=== RECORD LIST ===
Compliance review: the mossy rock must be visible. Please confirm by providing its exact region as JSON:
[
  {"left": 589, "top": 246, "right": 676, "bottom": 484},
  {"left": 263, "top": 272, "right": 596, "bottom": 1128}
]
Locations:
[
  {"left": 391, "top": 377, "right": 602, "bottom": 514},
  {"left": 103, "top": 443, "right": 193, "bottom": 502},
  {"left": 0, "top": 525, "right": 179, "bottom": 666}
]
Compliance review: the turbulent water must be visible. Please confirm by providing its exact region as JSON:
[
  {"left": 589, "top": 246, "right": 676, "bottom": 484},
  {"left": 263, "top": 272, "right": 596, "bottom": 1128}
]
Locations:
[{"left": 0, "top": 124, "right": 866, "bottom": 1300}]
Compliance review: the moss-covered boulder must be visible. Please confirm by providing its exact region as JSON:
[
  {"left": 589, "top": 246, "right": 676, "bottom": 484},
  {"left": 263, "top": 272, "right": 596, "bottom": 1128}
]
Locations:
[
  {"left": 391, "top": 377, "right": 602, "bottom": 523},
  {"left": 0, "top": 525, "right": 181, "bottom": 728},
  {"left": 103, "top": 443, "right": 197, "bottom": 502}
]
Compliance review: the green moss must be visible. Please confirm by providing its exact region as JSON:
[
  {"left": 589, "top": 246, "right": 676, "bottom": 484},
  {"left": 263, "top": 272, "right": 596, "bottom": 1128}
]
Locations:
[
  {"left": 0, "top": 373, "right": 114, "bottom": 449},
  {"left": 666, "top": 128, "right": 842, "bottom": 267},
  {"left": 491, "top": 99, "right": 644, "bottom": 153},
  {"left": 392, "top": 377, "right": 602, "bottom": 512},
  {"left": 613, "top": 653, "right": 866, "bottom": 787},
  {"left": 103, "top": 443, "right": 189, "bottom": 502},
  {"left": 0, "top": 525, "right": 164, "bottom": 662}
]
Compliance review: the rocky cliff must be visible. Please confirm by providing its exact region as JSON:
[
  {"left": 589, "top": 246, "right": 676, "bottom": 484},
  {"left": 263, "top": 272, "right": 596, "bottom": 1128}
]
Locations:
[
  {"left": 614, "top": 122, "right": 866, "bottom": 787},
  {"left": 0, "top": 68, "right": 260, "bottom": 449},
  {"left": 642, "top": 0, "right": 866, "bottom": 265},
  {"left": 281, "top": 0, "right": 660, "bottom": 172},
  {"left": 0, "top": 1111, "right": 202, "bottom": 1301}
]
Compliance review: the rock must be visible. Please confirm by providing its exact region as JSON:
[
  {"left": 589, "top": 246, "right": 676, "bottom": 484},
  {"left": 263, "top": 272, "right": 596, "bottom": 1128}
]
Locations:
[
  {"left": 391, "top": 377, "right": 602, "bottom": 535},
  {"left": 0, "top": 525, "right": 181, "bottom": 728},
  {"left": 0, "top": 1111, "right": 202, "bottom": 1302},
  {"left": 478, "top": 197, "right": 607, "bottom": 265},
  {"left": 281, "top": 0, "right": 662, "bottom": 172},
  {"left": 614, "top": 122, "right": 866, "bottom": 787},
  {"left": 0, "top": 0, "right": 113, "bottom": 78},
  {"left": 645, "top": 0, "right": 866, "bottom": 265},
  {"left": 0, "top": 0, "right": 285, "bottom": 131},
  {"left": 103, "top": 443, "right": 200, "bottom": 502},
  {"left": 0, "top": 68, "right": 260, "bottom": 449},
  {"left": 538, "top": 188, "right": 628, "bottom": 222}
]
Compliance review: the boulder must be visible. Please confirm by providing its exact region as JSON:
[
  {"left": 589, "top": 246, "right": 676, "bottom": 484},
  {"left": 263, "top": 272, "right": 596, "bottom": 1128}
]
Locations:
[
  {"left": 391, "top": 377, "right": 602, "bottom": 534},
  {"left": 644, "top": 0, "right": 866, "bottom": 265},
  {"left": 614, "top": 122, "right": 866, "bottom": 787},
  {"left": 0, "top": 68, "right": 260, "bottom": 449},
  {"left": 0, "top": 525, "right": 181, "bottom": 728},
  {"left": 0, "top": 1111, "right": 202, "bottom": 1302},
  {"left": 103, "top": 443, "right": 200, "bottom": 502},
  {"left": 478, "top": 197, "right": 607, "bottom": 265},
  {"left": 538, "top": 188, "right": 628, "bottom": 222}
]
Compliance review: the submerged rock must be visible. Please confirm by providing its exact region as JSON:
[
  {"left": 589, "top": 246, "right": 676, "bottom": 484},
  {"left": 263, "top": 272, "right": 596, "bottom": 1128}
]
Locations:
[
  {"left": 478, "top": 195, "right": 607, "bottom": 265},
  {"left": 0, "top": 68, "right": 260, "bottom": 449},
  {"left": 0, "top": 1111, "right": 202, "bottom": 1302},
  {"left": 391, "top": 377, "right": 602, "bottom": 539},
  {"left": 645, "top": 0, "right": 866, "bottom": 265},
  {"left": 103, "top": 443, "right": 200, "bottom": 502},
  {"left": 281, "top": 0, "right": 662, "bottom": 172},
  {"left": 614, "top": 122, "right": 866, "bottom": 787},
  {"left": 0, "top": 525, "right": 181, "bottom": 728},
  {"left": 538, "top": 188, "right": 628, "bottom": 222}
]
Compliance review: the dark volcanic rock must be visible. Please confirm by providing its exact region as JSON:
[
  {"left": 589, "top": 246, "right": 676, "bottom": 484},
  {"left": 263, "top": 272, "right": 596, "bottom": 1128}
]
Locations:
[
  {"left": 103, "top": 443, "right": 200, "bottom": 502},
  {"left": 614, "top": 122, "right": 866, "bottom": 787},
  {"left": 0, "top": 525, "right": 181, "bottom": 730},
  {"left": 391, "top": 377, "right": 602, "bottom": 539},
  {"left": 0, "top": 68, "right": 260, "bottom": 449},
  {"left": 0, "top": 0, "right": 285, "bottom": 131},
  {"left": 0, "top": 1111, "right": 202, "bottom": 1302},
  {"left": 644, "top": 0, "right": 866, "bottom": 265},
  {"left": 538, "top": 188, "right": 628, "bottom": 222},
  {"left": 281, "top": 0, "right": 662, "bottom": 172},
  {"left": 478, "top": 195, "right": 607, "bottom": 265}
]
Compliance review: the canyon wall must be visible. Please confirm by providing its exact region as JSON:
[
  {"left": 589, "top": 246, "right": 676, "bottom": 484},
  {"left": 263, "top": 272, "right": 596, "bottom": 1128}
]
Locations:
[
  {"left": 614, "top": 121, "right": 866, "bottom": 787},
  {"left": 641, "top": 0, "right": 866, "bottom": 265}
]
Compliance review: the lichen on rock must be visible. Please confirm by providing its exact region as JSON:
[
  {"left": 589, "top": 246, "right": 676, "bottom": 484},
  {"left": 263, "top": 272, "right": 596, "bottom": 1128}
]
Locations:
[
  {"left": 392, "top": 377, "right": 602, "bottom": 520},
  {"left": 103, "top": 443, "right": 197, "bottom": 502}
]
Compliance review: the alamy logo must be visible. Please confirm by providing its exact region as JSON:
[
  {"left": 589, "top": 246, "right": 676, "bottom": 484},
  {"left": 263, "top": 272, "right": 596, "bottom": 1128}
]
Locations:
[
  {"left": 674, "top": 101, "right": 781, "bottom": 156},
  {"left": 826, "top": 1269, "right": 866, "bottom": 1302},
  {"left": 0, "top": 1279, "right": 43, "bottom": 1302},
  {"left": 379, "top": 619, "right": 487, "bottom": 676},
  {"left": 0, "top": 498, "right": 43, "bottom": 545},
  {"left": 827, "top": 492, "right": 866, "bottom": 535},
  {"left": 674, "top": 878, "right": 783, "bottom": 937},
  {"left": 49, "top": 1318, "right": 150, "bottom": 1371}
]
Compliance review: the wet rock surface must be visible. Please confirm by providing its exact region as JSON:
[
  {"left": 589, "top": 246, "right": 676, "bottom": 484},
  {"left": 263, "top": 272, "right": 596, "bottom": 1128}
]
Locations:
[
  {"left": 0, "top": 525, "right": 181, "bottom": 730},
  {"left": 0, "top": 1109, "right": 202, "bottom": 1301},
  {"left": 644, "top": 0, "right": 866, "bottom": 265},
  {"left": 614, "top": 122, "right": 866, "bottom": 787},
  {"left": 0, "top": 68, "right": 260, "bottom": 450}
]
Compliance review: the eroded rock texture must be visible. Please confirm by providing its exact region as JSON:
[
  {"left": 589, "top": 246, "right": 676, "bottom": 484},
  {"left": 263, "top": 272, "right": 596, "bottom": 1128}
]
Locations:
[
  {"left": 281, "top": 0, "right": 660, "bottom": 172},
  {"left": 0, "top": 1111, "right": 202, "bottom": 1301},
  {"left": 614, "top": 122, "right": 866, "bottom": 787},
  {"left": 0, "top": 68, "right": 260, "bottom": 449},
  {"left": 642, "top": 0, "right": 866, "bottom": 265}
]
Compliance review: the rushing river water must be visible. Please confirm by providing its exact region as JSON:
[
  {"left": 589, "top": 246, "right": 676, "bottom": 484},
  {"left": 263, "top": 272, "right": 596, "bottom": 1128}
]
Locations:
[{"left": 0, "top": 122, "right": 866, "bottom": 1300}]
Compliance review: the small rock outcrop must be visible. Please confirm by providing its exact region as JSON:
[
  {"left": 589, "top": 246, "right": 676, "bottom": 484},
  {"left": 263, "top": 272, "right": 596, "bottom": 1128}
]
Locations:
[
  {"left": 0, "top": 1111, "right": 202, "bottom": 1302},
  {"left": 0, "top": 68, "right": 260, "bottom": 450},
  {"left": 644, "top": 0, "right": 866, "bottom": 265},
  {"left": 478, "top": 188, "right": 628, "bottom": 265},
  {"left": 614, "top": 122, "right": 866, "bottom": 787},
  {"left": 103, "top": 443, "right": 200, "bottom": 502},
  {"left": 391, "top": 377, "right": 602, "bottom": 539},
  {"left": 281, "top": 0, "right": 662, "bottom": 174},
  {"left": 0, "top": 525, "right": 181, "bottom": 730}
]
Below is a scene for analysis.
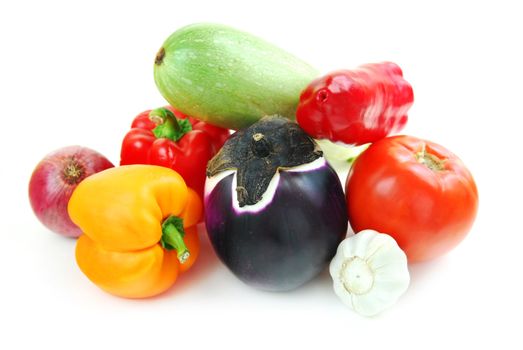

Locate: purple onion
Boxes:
[204,117,348,291]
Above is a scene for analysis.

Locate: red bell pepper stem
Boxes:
[149,107,192,142]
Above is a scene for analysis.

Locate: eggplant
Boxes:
[204,116,348,291]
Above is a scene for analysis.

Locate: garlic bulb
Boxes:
[329,230,410,316]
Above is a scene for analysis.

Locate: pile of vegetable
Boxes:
[29,24,478,316]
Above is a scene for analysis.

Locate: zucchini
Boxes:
[154,23,318,129]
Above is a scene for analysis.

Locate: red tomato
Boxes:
[345,136,478,262]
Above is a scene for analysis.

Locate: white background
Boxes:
[0,0,523,349]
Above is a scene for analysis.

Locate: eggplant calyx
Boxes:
[207,116,323,207]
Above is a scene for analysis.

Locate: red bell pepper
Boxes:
[296,62,414,145]
[120,107,229,198]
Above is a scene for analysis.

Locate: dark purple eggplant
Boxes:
[204,116,348,291]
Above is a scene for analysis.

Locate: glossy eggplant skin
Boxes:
[205,163,348,291]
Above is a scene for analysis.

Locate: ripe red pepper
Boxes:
[296,62,414,145]
[120,107,229,198]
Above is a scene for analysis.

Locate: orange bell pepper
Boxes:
[68,165,202,298]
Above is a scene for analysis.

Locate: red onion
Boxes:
[29,146,114,237]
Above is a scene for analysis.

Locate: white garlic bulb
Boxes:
[329,230,410,316]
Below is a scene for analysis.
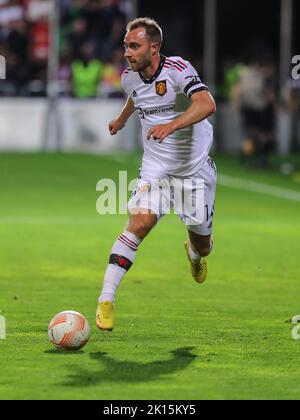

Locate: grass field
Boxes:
[0,154,300,400]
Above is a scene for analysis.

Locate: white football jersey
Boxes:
[122,56,213,180]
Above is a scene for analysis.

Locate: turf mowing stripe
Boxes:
[218,175,300,202]
[0,216,101,225]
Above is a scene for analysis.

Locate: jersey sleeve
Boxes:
[175,60,208,98]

=== PROMPT ===
Find each line in the data above that contains the word "dark" and copy it. Only matches with the same letter case count.

=== WRITTEN RESPONSE ===
Compliance review: the dark volcanic rock must be visible. Please confirm by providing its exact region as JSON:
Locate: dark purple eggplant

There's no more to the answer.